_Exercise aim_
What is needed here is a word-for-word copy of all the entries below.
(Dataset)
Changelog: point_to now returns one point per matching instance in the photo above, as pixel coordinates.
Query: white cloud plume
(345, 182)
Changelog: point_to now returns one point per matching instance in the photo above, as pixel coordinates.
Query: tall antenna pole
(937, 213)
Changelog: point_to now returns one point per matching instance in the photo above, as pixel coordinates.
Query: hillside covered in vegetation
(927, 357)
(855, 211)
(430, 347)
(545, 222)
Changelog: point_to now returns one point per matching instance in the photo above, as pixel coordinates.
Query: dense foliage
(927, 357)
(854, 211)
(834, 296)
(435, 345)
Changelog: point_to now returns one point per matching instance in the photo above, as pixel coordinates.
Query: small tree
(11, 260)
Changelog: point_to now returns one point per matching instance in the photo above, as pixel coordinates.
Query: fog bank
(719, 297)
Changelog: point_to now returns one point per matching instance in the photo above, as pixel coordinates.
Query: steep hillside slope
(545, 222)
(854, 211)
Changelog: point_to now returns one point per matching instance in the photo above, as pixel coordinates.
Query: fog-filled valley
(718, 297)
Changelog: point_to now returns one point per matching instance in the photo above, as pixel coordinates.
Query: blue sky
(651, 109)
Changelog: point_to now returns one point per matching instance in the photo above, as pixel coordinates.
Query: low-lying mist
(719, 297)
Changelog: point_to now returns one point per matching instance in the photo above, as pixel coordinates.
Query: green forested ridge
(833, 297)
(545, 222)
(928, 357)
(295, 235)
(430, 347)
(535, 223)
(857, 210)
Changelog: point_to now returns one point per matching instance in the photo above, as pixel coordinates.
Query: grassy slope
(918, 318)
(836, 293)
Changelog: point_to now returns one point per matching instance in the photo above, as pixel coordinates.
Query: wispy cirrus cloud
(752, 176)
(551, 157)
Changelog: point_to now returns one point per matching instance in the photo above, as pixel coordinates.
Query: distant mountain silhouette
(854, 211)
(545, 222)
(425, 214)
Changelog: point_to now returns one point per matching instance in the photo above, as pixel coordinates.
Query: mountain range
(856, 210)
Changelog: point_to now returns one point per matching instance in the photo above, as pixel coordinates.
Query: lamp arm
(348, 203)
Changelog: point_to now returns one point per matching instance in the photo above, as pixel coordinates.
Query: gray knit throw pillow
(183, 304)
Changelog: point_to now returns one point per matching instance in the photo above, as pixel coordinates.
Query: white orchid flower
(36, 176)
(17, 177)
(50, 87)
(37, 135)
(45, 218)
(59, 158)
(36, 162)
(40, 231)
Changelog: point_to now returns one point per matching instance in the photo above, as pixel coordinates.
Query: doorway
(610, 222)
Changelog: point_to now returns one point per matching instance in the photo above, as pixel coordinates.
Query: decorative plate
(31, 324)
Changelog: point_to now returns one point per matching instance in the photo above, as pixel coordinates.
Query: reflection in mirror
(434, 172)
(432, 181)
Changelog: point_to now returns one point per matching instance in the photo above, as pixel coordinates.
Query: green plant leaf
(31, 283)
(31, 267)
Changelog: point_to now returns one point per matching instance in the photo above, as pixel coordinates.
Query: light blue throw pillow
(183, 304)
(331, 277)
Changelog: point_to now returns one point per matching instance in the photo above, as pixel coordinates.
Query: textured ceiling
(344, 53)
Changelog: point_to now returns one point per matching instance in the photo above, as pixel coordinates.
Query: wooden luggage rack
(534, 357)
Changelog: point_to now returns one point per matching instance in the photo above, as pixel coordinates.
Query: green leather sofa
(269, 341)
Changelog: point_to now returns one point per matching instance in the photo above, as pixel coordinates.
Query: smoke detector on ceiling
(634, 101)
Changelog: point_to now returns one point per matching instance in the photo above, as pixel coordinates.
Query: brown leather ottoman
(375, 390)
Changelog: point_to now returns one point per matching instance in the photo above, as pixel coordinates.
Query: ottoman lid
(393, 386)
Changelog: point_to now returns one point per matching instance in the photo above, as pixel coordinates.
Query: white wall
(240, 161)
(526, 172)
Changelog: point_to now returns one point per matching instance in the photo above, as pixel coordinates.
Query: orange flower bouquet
(End Dataset)
_Task output_
Changelog: point_to now returns one point per matching instance in the photo above, as pixel coordinates.
Query: white cloud plume
(345, 182)
Changelog: point_to now returns one point per matching instance in the photo above, as pixel coordinates.
Query: tall antenna pole
(937, 213)
Changelog: point_to now returns one point per matching instance in the photo above, as pixel coordinates.
Query: hillside covered in vegetation
(927, 357)
(855, 211)
(430, 347)
(545, 222)
Changelog: point_to now returns one point per matching instance in the photo above, as pixel coordinates.
Query: dense foliage
(927, 357)
(854, 211)
(834, 296)
(435, 345)
Changelog: point_to now returns one point per matching instance in the photo above, as pixel coordinates.
Query: small tree
(11, 260)
Changelog: point_to now returns one point per matching instance in the photo above, as pixel coordinates.
Query: fog bank
(719, 297)
Changelog: point_to now returns one point per matching instance in the photo above, as pixel coordinates.
Query: steep hillside slope
(545, 222)
(854, 211)
Changelog: point_to now returns one point per matching instance in the photo above, as pixel coordinates.
Query: fog-filled valley
(718, 297)
Changelog: point_to now returns one point per matching instance in the photo above, as pixel coordinates.
Query: blue sky
(651, 109)
Changelog: point_to now returns one point per matching instance in the photo above, as pixel coordinates.
Query: low-lying mist
(719, 297)
Changelog: point_to now returns one point per matching instance in the photo above, as pixel coordinates.
Query: green forested ridge
(833, 297)
(545, 222)
(928, 357)
(295, 235)
(430, 347)
(535, 223)
(857, 210)
Changelog: point_to now returns one point per matching instance in the photo above, as pixel coordinates.
Query: grassy slope
(918, 318)
(836, 293)
Changelog: point_to now returns one point per matching instance in the photo above, as pixel coordinates.
Query: wispy cirrus cloud
(752, 176)
(551, 157)
Changelog: point_to now returns one point per matching instance in the photo above, as pixel coordinates.
Query: distant mountain silhouette
(854, 211)
(545, 222)
(425, 214)
Changelog: point_to now returns one point per matching instance in the photo above, as pixel coordinates.
Query: mountain range
(856, 210)
Changelog: point_to now returns one point per matching instance in the photo above, as pixel coordinates.
Query: lamp arm
(348, 203)
Changelog: point_to now returns one point per matching instance in the photo above, as pixel coordinates.
Query: gray knit throw pillow
(183, 304)
Changelog: point_to now returns one point per matching instance in the photo above, as pixel coordinates.
Query: white orchid flower
(36, 176)
(17, 177)
(50, 87)
(37, 135)
(45, 218)
(59, 158)
(36, 162)
(40, 231)
Changelog: point_to now returns one point per matching instance in the photo above, as pixel coordinates.
Query: doorway
(610, 222)
Changelog: point_to now returns one point per matching instance in the photo above, as pixel coordinates.
Query: decorative plate
(31, 324)
Changelog: point_to now returns one point per matching instance in the photo above, as pixel coordinates.
Query: reflection in mirror
(434, 172)
(432, 181)
Changelog: point_to now returns one point per matching instance in the photo above, as pixel coordinates.
Query: green plant leaf
(31, 283)
(31, 267)
Changelog: point_to now returns one point per matching instance in the photo above, as pixel coordinates.
Query: light blue throw pillow
(183, 304)
(331, 277)
Changelog: point_to now returns one point per matching instance in the photo above, as pixel coordinates.
Query: textured ceiling
(344, 53)
Changelog: point_to now returns one point per matching instance in the photo above, as pixel coordinates.
Query: wooden luggage rack
(534, 357)
Changelog: point_to now returns one point per matching instance in the photo above, as pixel coordinates.
Query: green leather sofa
(269, 341)
Changelog: point_to now returns one point per matching instance in the photo above, as pixel coordinates.
Query: smoke detector on ceiling
(634, 101)
Changelog: point_to now returns one point per matching instance in the photo above, as pixel coordinates.
Query: brown leather ottoman
(375, 390)
Changelog: point_to now returns one point per matching instance in the photo above, as pixel coordinates.
Query: ottoman lid
(393, 386)
Changelog: point_to now returns one point per matching instance in the photo above, as pixel coordinates.
Query: white wall
(240, 161)
(526, 172)
Changelog: point_to now returns one point per matching instance in the photo above, as pixel coordinates.
Query: orange flower bouquet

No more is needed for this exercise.